Your instructions – Which lines in the records below contain the string "logo"? Pick them out and copy each one in full.

### Provided information

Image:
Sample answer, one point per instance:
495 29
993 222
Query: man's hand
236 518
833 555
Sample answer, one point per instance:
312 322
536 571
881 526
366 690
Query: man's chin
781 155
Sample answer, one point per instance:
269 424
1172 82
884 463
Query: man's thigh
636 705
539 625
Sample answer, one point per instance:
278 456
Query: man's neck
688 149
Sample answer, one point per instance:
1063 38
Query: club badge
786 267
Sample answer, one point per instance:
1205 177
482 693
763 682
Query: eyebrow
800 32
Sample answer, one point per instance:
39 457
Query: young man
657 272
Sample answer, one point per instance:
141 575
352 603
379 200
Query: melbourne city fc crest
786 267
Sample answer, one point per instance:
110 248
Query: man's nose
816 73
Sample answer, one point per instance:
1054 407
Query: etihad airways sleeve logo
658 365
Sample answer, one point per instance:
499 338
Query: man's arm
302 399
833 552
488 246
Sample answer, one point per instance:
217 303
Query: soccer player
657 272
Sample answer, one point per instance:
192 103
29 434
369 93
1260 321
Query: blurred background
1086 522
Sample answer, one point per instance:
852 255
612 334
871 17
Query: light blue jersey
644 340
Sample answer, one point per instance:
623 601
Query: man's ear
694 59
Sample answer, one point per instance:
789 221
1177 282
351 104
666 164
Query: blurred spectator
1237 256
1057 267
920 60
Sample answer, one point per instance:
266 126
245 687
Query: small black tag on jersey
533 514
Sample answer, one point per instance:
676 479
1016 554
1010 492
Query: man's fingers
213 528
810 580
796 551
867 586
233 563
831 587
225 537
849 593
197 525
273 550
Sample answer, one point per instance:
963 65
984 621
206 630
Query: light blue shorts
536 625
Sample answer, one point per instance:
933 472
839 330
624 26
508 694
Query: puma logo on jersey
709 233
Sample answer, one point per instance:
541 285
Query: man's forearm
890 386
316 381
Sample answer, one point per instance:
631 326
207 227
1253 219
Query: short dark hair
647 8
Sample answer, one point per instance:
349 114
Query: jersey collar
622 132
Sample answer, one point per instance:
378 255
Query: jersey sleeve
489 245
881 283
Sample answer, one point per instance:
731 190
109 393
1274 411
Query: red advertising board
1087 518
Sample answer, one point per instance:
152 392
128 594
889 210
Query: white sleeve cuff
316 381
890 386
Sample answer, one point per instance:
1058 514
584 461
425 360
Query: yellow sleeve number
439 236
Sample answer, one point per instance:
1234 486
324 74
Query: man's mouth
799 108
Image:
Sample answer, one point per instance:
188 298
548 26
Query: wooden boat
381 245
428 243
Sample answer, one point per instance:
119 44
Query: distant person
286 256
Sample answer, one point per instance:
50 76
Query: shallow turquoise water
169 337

######

Exercise answer –
Query: etihad airways sleeve logo
Query: puma logo on jersey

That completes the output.